Stored dataset items:
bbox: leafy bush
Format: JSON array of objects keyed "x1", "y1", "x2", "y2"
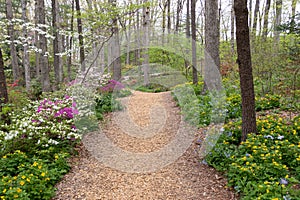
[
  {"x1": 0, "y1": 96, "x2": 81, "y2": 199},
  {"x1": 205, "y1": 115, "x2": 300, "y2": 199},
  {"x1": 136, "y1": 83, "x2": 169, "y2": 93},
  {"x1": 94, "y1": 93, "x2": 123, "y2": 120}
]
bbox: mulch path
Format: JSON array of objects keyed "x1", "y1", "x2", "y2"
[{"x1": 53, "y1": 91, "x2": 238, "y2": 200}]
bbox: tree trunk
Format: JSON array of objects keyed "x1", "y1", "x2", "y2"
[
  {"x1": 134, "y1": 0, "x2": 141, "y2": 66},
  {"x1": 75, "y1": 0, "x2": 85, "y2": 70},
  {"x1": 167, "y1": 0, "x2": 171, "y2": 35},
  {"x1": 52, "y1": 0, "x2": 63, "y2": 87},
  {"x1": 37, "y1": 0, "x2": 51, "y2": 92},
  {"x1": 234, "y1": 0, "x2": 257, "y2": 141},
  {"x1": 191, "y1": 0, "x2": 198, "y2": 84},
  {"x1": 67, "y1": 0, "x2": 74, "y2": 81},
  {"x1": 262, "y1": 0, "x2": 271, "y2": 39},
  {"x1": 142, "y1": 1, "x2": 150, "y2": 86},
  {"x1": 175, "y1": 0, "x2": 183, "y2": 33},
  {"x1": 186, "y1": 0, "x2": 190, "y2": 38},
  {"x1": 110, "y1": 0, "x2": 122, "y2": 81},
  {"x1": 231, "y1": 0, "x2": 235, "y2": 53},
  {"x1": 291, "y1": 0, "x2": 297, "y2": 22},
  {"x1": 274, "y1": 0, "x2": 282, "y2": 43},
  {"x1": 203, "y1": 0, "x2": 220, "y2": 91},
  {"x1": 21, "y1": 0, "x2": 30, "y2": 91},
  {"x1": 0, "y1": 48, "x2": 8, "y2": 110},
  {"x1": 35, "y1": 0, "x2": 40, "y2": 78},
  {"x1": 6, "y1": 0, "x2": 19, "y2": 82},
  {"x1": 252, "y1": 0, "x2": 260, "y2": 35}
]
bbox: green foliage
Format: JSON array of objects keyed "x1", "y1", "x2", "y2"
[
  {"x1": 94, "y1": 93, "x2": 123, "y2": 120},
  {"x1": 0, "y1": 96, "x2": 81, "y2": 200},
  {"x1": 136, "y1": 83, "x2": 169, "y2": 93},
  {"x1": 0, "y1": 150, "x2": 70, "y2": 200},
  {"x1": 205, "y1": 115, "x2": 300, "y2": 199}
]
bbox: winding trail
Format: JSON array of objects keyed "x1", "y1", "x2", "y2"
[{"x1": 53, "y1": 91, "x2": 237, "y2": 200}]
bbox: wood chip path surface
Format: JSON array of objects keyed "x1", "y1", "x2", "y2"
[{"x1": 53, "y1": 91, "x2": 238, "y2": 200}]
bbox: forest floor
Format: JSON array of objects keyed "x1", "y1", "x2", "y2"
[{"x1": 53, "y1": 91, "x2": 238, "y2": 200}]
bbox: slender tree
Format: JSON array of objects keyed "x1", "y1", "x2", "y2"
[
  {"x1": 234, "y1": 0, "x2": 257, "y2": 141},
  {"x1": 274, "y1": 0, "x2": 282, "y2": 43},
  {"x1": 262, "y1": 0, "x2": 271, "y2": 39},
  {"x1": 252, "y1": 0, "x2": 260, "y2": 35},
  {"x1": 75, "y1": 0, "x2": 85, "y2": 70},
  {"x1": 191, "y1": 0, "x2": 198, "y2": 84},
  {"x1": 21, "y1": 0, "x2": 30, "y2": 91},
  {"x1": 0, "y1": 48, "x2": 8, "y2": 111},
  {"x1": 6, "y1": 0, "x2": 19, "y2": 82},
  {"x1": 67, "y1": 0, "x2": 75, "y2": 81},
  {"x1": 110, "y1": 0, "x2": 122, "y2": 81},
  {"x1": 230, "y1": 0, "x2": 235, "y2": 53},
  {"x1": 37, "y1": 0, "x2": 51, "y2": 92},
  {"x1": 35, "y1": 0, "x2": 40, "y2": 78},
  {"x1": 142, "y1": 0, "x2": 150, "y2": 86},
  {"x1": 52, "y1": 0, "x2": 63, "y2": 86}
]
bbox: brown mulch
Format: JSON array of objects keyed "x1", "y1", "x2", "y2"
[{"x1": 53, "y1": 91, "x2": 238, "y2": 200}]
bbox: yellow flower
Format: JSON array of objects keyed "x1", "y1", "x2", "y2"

What you should do — When you reach the line containing "bbox: winding trail" in the data above, start copying exactly, and stop after the line containing "bbox: slender tree".

Result of this task —
bbox: winding trail
Format: JSON array of objects keyed "x1", "y1", "x2", "y2"
[{"x1": 53, "y1": 91, "x2": 237, "y2": 200}]
bbox: wood chip path surface
Format: JSON array of objects keyed "x1", "y1", "x2", "y2"
[{"x1": 53, "y1": 91, "x2": 238, "y2": 200}]
bbox: forest floor
Format: JSON array of objects keyed "x1", "y1", "x2", "y2"
[{"x1": 53, "y1": 91, "x2": 238, "y2": 200}]
bbox: slender tree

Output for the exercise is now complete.